Exercise brief:
Omit all pictures, then retype the data exactly as given.

Photo-based point labeling data:
-- start --
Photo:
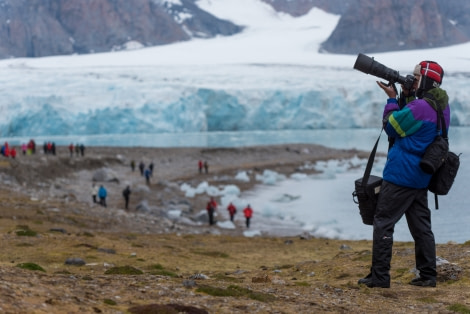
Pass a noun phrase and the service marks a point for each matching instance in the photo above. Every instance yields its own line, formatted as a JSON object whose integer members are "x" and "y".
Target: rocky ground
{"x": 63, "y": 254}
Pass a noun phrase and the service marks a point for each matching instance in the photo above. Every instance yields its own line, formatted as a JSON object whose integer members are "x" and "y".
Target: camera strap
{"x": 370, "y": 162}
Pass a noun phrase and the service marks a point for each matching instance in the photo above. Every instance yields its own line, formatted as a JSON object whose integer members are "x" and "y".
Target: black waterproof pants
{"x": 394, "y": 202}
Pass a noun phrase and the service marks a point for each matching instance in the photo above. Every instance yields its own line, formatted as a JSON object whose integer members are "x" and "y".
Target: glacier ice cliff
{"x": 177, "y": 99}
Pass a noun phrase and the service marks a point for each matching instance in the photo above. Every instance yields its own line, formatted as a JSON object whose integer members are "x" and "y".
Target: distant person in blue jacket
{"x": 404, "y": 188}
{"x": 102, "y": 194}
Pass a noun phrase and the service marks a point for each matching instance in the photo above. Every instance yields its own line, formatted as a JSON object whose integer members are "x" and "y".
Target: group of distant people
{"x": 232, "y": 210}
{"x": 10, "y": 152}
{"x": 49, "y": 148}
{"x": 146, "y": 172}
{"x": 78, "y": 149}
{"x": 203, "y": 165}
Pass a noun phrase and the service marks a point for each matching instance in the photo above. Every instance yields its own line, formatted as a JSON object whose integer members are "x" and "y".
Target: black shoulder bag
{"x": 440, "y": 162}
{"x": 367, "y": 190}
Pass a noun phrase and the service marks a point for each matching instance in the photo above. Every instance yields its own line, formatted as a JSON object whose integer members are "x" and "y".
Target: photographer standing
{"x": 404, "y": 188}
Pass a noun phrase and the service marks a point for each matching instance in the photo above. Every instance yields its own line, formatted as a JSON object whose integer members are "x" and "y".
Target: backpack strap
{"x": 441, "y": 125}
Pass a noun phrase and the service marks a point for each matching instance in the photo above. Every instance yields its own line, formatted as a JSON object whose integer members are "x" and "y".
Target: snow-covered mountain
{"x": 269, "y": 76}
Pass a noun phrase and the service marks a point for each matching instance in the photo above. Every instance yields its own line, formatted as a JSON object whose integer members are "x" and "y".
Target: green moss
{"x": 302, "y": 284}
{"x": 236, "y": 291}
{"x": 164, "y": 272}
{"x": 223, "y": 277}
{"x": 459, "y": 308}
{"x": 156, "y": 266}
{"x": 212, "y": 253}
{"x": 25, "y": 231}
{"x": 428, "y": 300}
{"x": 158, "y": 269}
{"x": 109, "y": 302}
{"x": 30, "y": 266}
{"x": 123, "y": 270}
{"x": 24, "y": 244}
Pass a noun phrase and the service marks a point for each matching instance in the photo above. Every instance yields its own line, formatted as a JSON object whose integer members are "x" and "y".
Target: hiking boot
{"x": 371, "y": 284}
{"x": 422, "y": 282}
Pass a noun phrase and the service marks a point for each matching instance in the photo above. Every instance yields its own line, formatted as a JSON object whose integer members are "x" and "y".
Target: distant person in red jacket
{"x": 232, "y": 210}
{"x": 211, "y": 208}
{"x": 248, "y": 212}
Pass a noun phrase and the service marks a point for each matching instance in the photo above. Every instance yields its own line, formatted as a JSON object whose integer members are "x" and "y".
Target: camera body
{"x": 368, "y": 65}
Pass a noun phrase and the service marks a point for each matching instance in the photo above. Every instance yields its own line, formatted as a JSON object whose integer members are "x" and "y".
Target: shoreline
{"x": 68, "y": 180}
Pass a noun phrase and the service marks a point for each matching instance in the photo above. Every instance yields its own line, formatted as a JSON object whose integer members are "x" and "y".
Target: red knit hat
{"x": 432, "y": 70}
-- end --
Reply:
Photo:
Pass a noun phrase and the service marks a point for each matching instance in the photo above. Every instance yields its own line, formatted as a JSON object whose integer members are "x" and "y".
Target: rocky ground
{"x": 63, "y": 254}
Pass a noun phrase and the service marks a point for each matching instance in the photo above. Every instance yields its own line, formatted as a JSON object whose integer members are "x" and "y".
Target: camera strap
{"x": 370, "y": 162}
Pass a noun phrase and the service marks a point for each matching instance in the photo above. Every instance yields its own line, formatted as a JSON object whose integer members are "x" and "y".
Target: black waterproof pants
{"x": 394, "y": 202}
Pass a noun phrase and the service marks a point for each matching instance in the photo above. Every instance yields its own line, formatted as a JSON object whose integer members are "x" and "y".
Target: glacier ice cliff
{"x": 177, "y": 99}
Pass a noun phrase and the service marks a point for each matching instance in the photo above. Every instance yields its own line, formatted as a JSON object whose integer members are "x" and "y".
Target: distant person in blue jacket
{"x": 404, "y": 188}
{"x": 102, "y": 194}
Pass a noun phrase and the service marks a point for each matching instance in the photo above. Every instance yields its own line, formatted as a JSON object whose integer members are "x" and "y".
Target: group of distant people
{"x": 232, "y": 210}
{"x": 10, "y": 152}
{"x": 49, "y": 148}
{"x": 146, "y": 172}
{"x": 78, "y": 149}
{"x": 203, "y": 165}
Pass a noun phrase and the service marks a point for each matching instance in the photo above. Every instance yields its own line, formatted as a JSON object whose integer members are "x" and "y".
Target: black shoulder bag
{"x": 440, "y": 162}
{"x": 367, "y": 190}
Pass a noun phrase and the service marks a point for each matching instance in the photo above. Every instance yields its own line, formatted as a JSON object whose integer members are "x" and "y".
Target: photographer standing
{"x": 404, "y": 188}
Pass a noun phrase and the service marks a point for each matching instance in the photo above. Every instance yields its own line, formatted as a JSON object whose integer members are "x" and "y".
Target: backpack strap
{"x": 441, "y": 125}
Pass a noun phrase and the service marks a point for each matching instance in the photo above. Every instance yields its own line, formatted as a JSON object whose integer members are "x" and "y".
Target: snow-covered mountain
{"x": 269, "y": 76}
Pass a noun phrase and the service marks a point for each matching instance in the photo above. Every instance yields its own line, formatted as a JSON object whose integer members are "x" and "y".
Target: green moss
{"x": 302, "y": 284}
{"x": 236, "y": 291}
{"x": 164, "y": 272}
{"x": 223, "y": 277}
{"x": 459, "y": 308}
{"x": 156, "y": 266}
{"x": 212, "y": 253}
{"x": 25, "y": 231}
{"x": 428, "y": 300}
{"x": 158, "y": 269}
{"x": 109, "y": 302}
{"x": 30, "y": 266}
{"x": 123, "y": 270}
{"x": 24, "y": 244}
Pass a noun phrase and the service marks a point for each matching instance in the photo above. Every instance yields its own line, formatted as a JSON object whose integer members are "x" and "y".
Target: hiking boot
{"x": 371, "y": 284}
{"x": 422, "y": 282}
Pass a noun phrase and the service marks a point for each matching instance in the photo above. Every instance yields its own line, formatted as a JSON object whose integer members are "x" and "y".
Target: distant person in red jacket
{"x": 232, "y": 210}
{"x": 211, "y": 208}
{"x": 248, "y": 212}
Pass a noun phrase and the service marks a point for each matching instance in the photo above. Every instance yields its own line, formatted as a JSON object whose integer members are "x" and "y".
Target: camera body
{"x": 368, "y": 65}
Pass a noun phrase and the service marks a point for each matching instance in the photo above. Every instance yields its own line, formatted as a JSON object whose integer members are "x" and "y".
Target: shoreline
{"x": 68, "y": 180}
Pass a noun phrase and the service marks a point for each matching instance in the photo above. Every instance yields its own line, formatted as a JSON object whose integer members are "x" and "y".
Target: red knit hat
{"x": 432, "y": 70}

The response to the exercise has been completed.